--- Exercise tasks ---
- 1) Answer these questions from the mailing list post on rooted trees in nexus files:
(a) What do the surrounding brackets of a rooted newick string indicate?
(b) What kind of tool is the writer building?
(c) What attribute does PhyloXML have, and what values can it take?
- 2) Duplicate the part of the post on rooted trees in nexus files that opens with the words containing "I would add" and closes with "users, it helps.".
(Exercise passage begins)
[Biojava-l] Rooted trees in nexus files

Tiago Antão tiagoantao at gmail.com
Tue Nov 3 18:16:43 UTC 2009


2009/11/3 Thasso Griebel <thasso.griebel at uni-jena.de>:
> There is a way to uniquely  get a root from a newick string. Usually a
> rooted newick is surrounded with brackets, which indicates the root as the
> highest node in the tree. For example:
>
> (A, (B,C))
>

Agree, it is quite easy to get the root of the tree from the newick
representation. But it should be done on parsing and returned in some
way by the parsing system. If the user has to do it again, it means
that the user has to parse it again just to know the root node.

> I would also suggest to generally parse trees as rooted trees (maybe jsut
> for th initial internal model). Creating an unrooted tree from a rooted  one
> is easy, remove the root and forget about directions. The other way might be
> hard and ambiguous.

100% agree.
The newick _representation_ always has a root by virtue of the way it
is done. If that root has meaning or not depends. Doing as you suggest
seems the most reasonable idea.
I would add that even if it is an unrooted tree, the topology might be
of interest. In my case I am doing a comparative visualizer and it
might be nice for the user to be able to visualize the topology as
specified. It has no biological meaning, but in practice, for many
users, it helps.
I note that PhyloXML (even by virtue of being a XML format) always
represents the phylogenies as trees (not weigthed DAGs). There an
attribute rooted which can be true or false.

But, anyway. Even assuming a very conservative view on this, the
current parser, for rooted trees, does not allow to determine where is
the root. I think that there would be a consensus that that is a bug?
(Exercise passage ends)
(Supplied data begins)
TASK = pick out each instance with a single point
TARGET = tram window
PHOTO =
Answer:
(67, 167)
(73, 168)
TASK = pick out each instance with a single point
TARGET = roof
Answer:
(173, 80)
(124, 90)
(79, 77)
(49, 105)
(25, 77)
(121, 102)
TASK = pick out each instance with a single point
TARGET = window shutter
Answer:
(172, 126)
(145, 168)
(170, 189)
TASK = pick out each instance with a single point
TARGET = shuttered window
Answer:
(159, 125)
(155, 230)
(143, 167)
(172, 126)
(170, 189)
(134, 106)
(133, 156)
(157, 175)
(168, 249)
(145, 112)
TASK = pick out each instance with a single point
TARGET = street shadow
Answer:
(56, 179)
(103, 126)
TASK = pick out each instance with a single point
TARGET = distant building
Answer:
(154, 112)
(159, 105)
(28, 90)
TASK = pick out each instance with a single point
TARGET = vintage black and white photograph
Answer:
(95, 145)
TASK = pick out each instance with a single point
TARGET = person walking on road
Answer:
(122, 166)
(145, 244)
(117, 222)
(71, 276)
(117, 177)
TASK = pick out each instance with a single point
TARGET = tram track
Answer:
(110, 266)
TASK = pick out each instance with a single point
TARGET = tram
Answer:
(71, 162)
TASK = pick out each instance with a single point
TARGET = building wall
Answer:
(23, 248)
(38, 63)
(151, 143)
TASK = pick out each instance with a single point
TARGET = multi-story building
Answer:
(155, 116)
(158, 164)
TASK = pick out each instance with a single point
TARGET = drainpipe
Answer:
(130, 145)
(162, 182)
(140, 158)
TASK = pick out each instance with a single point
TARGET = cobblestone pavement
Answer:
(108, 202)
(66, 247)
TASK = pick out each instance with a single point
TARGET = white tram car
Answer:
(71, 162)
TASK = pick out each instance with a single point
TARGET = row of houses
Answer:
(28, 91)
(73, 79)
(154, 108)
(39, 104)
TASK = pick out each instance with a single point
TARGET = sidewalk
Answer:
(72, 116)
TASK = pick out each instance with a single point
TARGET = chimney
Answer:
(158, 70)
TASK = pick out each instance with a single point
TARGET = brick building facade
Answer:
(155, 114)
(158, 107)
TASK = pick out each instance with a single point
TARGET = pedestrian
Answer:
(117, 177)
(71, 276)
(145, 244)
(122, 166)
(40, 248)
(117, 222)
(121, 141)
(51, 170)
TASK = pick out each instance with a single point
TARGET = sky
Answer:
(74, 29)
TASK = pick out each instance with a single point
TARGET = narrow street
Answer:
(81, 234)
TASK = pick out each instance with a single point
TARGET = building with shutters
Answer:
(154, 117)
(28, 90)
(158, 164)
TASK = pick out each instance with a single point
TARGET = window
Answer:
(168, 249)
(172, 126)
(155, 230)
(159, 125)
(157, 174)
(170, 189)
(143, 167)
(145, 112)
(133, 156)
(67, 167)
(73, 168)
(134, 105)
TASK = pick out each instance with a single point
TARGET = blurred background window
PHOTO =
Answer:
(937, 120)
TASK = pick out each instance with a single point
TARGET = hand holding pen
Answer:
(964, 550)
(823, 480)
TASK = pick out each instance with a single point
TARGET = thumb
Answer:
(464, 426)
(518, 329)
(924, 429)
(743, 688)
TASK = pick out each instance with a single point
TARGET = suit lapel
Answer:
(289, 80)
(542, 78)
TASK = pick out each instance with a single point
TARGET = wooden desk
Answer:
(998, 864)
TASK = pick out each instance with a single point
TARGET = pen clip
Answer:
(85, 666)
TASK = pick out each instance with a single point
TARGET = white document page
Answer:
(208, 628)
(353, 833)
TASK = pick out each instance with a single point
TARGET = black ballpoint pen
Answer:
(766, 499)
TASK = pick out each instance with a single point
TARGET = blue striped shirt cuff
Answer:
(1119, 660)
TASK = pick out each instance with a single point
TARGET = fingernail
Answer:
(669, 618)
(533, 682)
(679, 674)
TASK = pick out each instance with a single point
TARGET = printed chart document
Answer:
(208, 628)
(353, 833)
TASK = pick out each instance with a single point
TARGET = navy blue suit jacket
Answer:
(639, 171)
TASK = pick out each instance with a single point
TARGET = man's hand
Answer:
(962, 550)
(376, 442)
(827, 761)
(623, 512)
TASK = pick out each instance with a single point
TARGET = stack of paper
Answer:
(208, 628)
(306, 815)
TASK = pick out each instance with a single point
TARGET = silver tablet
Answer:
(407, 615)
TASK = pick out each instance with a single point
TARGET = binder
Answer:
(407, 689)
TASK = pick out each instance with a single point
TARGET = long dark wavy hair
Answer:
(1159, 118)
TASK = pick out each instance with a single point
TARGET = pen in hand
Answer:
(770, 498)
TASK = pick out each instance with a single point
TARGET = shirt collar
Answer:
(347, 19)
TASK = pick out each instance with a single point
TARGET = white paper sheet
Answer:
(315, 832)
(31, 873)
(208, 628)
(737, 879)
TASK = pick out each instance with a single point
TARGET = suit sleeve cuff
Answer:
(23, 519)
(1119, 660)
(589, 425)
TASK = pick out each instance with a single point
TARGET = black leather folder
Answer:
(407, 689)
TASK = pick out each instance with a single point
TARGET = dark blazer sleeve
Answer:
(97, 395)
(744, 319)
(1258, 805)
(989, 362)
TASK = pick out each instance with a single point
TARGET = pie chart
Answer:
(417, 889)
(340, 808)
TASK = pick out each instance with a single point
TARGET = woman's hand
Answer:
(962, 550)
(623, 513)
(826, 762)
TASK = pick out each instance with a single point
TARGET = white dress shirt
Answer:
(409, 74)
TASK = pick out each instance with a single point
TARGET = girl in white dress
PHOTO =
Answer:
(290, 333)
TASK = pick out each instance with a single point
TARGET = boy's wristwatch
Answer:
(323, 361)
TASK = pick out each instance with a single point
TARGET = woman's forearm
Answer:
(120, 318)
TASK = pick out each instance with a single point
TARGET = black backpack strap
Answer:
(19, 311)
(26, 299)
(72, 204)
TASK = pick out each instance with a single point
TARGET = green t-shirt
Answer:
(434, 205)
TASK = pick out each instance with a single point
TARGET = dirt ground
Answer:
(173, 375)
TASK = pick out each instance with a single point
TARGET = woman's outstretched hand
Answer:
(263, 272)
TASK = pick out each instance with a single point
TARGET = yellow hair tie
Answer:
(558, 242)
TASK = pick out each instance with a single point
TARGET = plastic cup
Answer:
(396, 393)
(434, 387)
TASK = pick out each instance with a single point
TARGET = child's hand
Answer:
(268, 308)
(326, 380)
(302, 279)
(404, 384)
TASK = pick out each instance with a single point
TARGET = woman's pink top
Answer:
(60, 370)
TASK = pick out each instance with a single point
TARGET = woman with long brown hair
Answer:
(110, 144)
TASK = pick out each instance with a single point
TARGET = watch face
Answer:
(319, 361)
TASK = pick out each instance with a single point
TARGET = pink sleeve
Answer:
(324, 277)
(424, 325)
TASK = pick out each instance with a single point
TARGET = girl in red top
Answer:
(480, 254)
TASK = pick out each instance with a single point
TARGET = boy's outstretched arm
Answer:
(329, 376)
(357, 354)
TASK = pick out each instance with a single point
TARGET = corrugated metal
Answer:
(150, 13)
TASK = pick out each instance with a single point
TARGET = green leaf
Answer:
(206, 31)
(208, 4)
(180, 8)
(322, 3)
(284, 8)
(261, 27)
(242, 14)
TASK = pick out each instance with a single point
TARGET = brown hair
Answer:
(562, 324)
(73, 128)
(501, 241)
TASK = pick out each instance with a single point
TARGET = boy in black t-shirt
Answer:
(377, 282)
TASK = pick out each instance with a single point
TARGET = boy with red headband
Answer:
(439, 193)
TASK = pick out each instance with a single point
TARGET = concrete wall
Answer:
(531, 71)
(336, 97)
(Supplied data ends)
--- Task solutions ---
- 1)
(a) They indicate the root as the highest node in the tree.
(b) A comparative visualizer.
(c) An attribute called rooted, which can be true or false.

- 2)
I would add that even if it is an unrooted tree, the topology might be
of interest. In my case I am doing a comparative visualizer and it
might be nice for the user to be able to visualize the topology as
specified. It has no biological meaning, but in practice, for many
users, it helps.